> _Data to use_
┄┄┄┄┄┄┄┄┄┄┄┄┄┄┄┄┄┄┄┄

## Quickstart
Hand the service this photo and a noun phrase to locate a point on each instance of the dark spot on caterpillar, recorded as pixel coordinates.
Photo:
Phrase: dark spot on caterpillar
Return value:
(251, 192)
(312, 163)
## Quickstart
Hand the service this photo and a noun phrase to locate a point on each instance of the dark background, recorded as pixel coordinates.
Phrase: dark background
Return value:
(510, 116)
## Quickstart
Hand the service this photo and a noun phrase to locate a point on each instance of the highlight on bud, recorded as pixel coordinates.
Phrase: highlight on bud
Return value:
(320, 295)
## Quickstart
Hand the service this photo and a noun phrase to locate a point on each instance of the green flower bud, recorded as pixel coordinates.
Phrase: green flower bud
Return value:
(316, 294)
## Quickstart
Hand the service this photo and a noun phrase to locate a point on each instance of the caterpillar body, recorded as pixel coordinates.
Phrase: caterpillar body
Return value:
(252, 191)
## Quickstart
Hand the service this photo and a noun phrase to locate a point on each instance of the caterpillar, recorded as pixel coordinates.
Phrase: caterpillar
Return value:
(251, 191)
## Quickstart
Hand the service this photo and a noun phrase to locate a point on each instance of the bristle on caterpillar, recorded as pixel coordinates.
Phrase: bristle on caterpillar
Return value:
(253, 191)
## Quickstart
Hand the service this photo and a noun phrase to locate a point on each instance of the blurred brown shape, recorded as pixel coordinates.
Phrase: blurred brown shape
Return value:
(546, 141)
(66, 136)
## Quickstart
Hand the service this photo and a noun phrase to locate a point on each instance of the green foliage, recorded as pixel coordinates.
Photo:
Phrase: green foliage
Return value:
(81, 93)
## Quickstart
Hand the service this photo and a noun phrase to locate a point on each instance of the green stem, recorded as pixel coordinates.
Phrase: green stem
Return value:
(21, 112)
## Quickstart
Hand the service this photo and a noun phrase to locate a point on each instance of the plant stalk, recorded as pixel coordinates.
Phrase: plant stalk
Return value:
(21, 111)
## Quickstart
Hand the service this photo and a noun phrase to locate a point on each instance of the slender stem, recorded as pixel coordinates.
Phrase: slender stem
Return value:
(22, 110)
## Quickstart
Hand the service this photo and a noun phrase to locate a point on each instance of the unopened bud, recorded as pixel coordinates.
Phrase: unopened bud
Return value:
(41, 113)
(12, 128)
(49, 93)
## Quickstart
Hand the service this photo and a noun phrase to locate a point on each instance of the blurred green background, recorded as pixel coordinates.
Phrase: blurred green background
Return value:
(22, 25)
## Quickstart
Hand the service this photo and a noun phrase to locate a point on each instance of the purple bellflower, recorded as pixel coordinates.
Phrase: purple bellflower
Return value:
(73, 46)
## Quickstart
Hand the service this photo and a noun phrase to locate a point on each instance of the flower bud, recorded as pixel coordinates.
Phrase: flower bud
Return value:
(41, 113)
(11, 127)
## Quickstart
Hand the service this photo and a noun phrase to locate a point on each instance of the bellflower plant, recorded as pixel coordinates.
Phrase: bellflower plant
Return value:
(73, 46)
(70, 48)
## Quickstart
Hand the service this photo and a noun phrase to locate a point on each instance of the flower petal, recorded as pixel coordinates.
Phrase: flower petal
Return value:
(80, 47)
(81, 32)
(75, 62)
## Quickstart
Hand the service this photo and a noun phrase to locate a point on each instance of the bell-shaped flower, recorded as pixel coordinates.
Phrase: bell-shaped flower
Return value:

┄┄┄┄┄┄┄┄┄┄┄┄┄┄┄┄┄┄┄┄

> _What the exercise asks_
When you respond, give the whole listing again exactly as written.

> _Solution for this problem_
## Quickstart
Hand the service this photo and a noun phrase to locate a point on each instance of the dark spot on caterpillar, recorded as pixel coordinates.
Photo:
Phrase: dark spot on caterpillar
Return value:
(251, 192)
(312, 163)
## Quickstart
Hand the service this photo and a noun phrase to locate a point on each instance of the dark background, recorded as pixel coordinates.
Phrase: dark background
Return value:
(510, 116)
## Quickstart
Hand the service this photo and a noun phrase to locate a point on each instance of the highlight on bud, recorded as pixel coordinates.
Phrase: highlight on bud
Return value:
(320, 295)
## Quickstart
Hand the service this photo and a noun phrase to locate a point on each instance of the green flower bud, recorded as pixel coordinates.
Phrase: green flower bud
Return value:
(316, 294)
## Quickstart
Hand the service this photo and a noun phrase to locate a point on each instance of the caterpillar body, recorded as pixel coordinates.
Phrase: caterpillar body
Return value:
(252, 191)
## Quickstart
Hand the service this photo and a noun phrase to locate a point on each instance of the caterpillar, recorded as pixel coordinates.
Phrase: caterpillar
Return value:
(251, 191)
## Quickstart
Hand the service this photo and a noun phrase to locate a point on each instance of the bristle on caterpillar, recorded as pixel coordinates.
Phrase: bristle on caterpillar
Return value:
(253, 191)
## Quickstart
Hand the service this photo and a noun phrase to locate a point on each instance of the blurred brown shape, recorded as pixel coordinates.
Phrase: blurred brown shape
Return value:
(546, 141)
(66, 136)
## Quickstart
Hand the service this photo and a noun phrase to locate a point on each instance of the green foliage, recorded as pixel coordinates.
Photo:
Phrase: green foliage
Return value:
(81, 93)
## Quickstart
Hand the service this photo and a noun phrase to locate a point on each instance of the green stem, recorded as pixel coordinates.
Phrase: green stem
Return value:
(21, 112)
## Quickstart
Hand the service this photo and a noun phrase to locate a point on each instance of the plant stalk, recorded as pixel coordinates.
Phrase: plant stalk
Return value:
(21, 111)
## Quickstart
Hand the service this photo and a noun phrase to locate a point on each instance of the slender stem, recorded as pixel coordinates.
Phrase: slender stem
Return value:
(22, 110)
## Quickstart
Hand the service this photo and a noun phrase to locate a point on each instance of the unopened bud, recorded as pixel coordinates.
Phrase: unopened bud
Return value:
(41, 113)
(12, 128)
(49, 93)
## Quickstart
Hand the service this photo and a noun phrase to locate a point on each instance of the blurred green background, recorded as pixel coordinates.
Phrase: blurred green background
Return value:
(22, 25)
## Quickstart
Hand the service this photo and a noun phrase to locate a point on each instance of the purple bellflower, recorded as pixel coordinates.
Phrase: purple bellflower
Return value:
(73, 46)
## Quickstart
Hand the service this photo and a noun phrase to locate a point on each instance of the flower bud, recorded as pixel coordinates.
Phrase: flower bud
Return value:
(41, 113)
(11, 127)
## Quickstart
Hand the service this photo and a noun phrase to locate a point on each instance of the bellflower plant, recorded as pixel coordinates.
Phrase: bellflower plant
Return value:
(73, 46)
(70, 48)
## Quickstart
Hand the service this photo and a noun phrase to locate a point on each instance of the flower petal, recorded as pixel coordinates.
Phrase: flower petal
Return value:
(80, 47)
(81, 32)
(75, 62)
## Quickstart
Hand the service this photo and a noun phrase to locate a point on each instance of the bell-shaped flower, recorded as pixel coordinates.
Phrase: bell-shaped flower
Return value:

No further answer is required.